## READING PASSAGE
First of all I must say this place was WAY too chic for my limited budget but WOW am I happy we ended up here! When we drove in I was already in love with the place because there were gargoyles and eccentric garden statuary in the parking lot. Inside it was swaaaaaannnnkkk. A full body of armour greeted us as did the delightful sound of old French music as Edith Piaf sang in the background. My little international heart may have skipped a few beats (I’ve never heard Edith Piaf played in a store??)
ANYWAY. This place was of moderate size but wow did it have some crazy beautiful things, all with such class. Ornate gothic furniture, a carousel horse, grandiose mirrors, folk art paintings on one wall, and not a speck of dust to be seen anywhere. Although it wasn’t without a sense of humor as someone did leave a fake spilled coffee out to incite a few gasps.
LOVED this place. Would totally go here for furniture if I were loaded. Maybe someday… Did I mention it had a guest book? An antique store… with a guest book. So cute. ANYWAY.
Last week it was raining so our adventures ended up being indoors at a few antique places. This first one in Clinton CT was another one of those TARDIS experiences – it looked bigger on this inside. In fact this place was HUGE with antiques shoved in every nook and corner and even hanging from the ceilings. And right away it showed its unique character as being absolutely stuffed to the gills with knives. And swords. And even firearms. Just a whole arsenal really – including a CANE SWORD. In case you want to be a Victorian James Bond.
I was not disappointed with the selection of creepy dolls but they were out staged by a large assortment of eccentric (and often woefully tacky) clocks. Wall clocks. Cuckoo clocks. Grandfather clocks. Watches. A Nixen dressed as Superman clock. Anything at all with which to tell the time which is ironic since the other thing we found there, scattered in a few random pieces throughout the store, was World War II artifacts including but not limited to a Nazi helmet and several things emblazoned in full swastikas.
“I didn’t know it was legal to sell that…”
“Legal? I don’t think it’s illegal… just not something most antique stores want to be associated with…”
And it’s true a lot of these places have these artifacts in the backroom only to be seen when specifically asked about or they refuse to carry them at all. Bad karma. It was a little emotionally distressing to see but I guess there’s a collector for everything and I am aware of at least a few Jewish collectors who go for these items (God knows why…) Let’s hope they were the buyers keeping them in business and not the skinheads we have all become way too accustomed to.
There was also a really well taxidermied blood hound just randomly mixed in with everything else. I ended up buying some marbles which were obviously created by some amateur with a homemade forge. They were “irregular” to say the least – an assortment of sizes, and none of them perfectly round. It was a bottle of wonky marbles. How could I leave them there?

## EXERCISE INPUT
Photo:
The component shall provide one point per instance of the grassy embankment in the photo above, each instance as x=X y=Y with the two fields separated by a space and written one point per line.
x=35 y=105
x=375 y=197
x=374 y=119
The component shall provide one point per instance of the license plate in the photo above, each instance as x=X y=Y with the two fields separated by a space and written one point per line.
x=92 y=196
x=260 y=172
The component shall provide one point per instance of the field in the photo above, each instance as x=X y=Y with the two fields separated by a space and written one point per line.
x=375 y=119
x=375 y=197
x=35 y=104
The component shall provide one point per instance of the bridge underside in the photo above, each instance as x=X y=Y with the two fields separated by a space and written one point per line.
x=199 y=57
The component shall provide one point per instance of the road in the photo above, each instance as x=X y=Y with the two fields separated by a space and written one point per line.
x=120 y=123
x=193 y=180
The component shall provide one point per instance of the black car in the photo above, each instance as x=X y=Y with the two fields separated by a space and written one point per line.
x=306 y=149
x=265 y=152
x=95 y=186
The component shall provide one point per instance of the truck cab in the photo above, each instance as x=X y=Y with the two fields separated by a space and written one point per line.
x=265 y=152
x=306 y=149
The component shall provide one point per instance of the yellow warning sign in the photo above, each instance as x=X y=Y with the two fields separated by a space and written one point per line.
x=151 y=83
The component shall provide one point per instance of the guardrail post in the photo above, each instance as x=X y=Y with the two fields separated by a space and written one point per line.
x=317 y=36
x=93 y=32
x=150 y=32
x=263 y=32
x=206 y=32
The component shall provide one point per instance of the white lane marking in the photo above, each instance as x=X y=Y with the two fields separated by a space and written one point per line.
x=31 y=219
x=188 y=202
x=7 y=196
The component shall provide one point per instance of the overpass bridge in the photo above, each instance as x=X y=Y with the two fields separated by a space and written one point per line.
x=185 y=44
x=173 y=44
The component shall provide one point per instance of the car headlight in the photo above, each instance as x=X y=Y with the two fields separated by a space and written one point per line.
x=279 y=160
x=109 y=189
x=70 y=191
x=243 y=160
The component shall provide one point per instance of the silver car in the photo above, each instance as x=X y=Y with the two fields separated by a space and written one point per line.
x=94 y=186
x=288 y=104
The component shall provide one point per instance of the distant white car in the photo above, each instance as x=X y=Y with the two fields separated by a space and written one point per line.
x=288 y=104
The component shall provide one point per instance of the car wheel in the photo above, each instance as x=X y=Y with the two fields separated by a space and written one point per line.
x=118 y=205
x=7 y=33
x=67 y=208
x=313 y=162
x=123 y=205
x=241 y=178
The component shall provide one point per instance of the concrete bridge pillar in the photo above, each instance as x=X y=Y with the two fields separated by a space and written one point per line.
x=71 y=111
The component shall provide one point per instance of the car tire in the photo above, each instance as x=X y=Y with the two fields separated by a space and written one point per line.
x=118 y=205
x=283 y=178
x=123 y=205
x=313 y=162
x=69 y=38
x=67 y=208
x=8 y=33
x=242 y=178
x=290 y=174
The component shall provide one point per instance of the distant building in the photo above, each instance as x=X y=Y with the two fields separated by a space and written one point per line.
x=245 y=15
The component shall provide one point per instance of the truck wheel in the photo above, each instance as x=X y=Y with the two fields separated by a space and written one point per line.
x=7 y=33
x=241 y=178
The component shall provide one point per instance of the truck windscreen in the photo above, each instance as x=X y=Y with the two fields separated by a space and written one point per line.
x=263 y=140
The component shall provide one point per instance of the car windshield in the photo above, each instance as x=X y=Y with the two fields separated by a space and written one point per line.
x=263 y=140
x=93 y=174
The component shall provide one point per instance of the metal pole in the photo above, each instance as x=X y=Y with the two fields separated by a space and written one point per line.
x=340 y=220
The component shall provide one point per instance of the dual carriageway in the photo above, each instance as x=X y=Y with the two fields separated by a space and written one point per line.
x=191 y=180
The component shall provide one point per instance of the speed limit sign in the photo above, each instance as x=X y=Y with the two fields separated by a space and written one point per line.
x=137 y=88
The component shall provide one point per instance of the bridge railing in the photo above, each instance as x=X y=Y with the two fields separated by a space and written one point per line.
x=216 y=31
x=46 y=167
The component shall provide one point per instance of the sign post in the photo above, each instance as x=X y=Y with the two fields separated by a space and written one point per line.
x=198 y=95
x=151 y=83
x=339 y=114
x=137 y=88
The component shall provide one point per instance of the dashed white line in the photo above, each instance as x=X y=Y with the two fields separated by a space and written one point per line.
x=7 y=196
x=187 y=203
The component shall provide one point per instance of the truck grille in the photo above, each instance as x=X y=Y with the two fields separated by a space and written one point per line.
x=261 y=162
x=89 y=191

## THINGS TO DO
1) Summarize the post about visits to antique stores in two sentences.
2) From the records, reproduce the lines starting with the line containing "the truck grille" and going on through the end of the records.
The text and the records have nothing to do with each other.

## ANSWERS BY TASK
1) The writer describes a stylish antique store, too pricey for a limited budget, where a suit of armour, Edith Piaf music, ornate gothic furniture, a carousel horse, and a guest book made a strong impression. A second, huge store in Clinton CT, visited on a rainy day, was packed with knives, swords, firearms, creepy dolls, tacky clocks, World War II artifacts including Nazi items, and a taxidermied bloodhound, and the writer bought a bottle of irregular homemade marbles there.

2)
The component shall provide one point per instance of the truck grille in the photo above, each instance as x=X y=Y with the two fields separated by a space and written one point per line.
x=261 y=162
x=89 y=191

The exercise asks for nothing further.